◆ AIM ◆
Locate "the white cake" in the listing below, then output the line holding it and every line after it, exactly and with nothing else.

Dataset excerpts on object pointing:
══════════

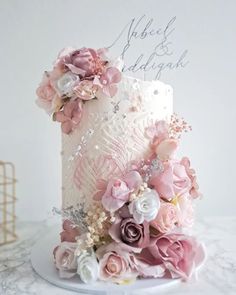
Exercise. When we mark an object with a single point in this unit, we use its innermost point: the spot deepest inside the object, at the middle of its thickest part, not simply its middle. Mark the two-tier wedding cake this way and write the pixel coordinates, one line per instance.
(126, 198)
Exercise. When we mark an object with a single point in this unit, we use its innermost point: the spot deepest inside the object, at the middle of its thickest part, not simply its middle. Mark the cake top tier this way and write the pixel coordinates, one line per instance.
(81, 75)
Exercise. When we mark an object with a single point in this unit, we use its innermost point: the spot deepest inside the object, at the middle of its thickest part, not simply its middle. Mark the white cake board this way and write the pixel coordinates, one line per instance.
(42, 262)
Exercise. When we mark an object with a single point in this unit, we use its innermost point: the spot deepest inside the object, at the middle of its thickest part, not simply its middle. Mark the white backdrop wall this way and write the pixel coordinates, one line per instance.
(31, 34)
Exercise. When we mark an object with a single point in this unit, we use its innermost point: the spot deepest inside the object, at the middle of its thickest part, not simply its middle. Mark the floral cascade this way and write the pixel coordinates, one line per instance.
(78, 75)
(136, 226)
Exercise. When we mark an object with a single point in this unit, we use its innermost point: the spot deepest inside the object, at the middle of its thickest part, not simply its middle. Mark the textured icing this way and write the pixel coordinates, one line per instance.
(111, 133)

══════════

◆ TASK RESULT ◆
Exercise. When we mark an object with a single point in this unit, we use its innermost point: the spot deepest inside the object, at the middle of its thickest part, not simply its middle. Mark the white cake board this way and write the pixel coordinates, one line per instance.
(42, 262)
Exercise. When we mark an object with a single point in this unit, we use its innermost point: the spot deepest inside the object, at the middle of its thickest part, not simply its middle. Mark the white backdrop wall this way and write the pixel coordinates, one line per instance.
(31, 34)
Exercise. When we mark an object with a single point in this unit, we use its innermost point: the spot deepest inside the object, at the middle of its thickest part, not simply its middle. Mark the floral cascade this way and write the pixel coordinates, one line per instance.
(78, 75)
(136, 226)
Exercise. When we mark an object with a single point in this unit, we use its innermost point: the spot deepest inside the object, at the middle of its thickest part, not simply its middle. Mark the textured icing this way and write the pixel coordinates, one line per instance.
(111, 133)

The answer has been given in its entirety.